_Set problem_. Summarize the passage on searching the Data Citation Index for archaeology in two sentences.

Things don’t start too well, however. A simple search on TOPIC: (archaeology) refined by COUNTRIES/TERRITORIES: ( UNITED KINGDOM ) gives 6 results. Oh. One of these is the ADS itself (as repository), plus 3 software resources and 2 data studies (both in the UK Data Archive – nothing from the ADS). Things aren’t much better if the country is switched to the USA: of 223 results, 220 are mostly NAGPRA-related datasets deposited by one individual, 2 are software linked to publications, and 1 is the data repository OpenContext. Something’s not right in relation to the Countries filter …

Rather more successfully, using TOPIC: (archaeology) AND DOCUMENT TYPES: (Data study) and refined by SOURCE TITLES: ( ARCHAEOLOGY DATA SERVICE ) (OpenContext, tDAR and other archaeological repositories don’t appear as options) generates 476 results which usefully link back to the ADS archives themselves via their DOIs. The number seems rather small given that the Data Citation Index claims to be fully indexing repositories (the ADS website suggests it holds 1072 project archives, for instance), but leaving that on one side, let’s look at the citation figures provided in the results.

_Extracted data_.

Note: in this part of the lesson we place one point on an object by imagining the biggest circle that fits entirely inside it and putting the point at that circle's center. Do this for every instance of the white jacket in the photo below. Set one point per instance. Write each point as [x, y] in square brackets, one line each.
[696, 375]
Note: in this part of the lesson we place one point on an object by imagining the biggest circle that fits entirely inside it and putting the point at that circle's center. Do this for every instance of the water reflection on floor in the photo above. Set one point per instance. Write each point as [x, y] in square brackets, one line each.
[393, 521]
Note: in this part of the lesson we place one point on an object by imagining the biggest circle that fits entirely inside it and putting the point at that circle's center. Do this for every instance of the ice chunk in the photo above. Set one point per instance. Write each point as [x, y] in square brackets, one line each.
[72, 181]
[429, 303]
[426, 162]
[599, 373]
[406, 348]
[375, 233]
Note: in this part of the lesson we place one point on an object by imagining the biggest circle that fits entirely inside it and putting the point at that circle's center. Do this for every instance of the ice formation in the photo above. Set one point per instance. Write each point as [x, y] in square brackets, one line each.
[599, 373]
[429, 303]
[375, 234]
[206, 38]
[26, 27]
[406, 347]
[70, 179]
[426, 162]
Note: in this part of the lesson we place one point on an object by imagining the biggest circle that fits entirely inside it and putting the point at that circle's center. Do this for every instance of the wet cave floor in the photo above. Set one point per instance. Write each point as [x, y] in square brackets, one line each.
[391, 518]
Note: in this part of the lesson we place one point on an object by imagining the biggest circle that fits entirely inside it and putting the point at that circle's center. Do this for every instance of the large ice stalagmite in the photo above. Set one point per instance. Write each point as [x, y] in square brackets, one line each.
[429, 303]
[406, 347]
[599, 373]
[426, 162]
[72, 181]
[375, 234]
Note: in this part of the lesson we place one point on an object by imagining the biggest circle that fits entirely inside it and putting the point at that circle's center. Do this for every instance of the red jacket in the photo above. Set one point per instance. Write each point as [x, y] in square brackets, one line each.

_Solution to the problem_. A topic search for archaeology filtered by country gives poor results: 6 for the United Kingdom, with neither of the 2 data studies coming from the ADS, and 223 for the USA, of which 220 are mostly NAGPRA-related datasets deposited by one individual, suggesting a problem with the Countries filter. Restricting the search to data studies with the Archaeology Data Service as source title works better, producing 476 results that link back to the ADS archives through their DOIs, though this seems small given that the ADS website suggests it holds 1072 project archives.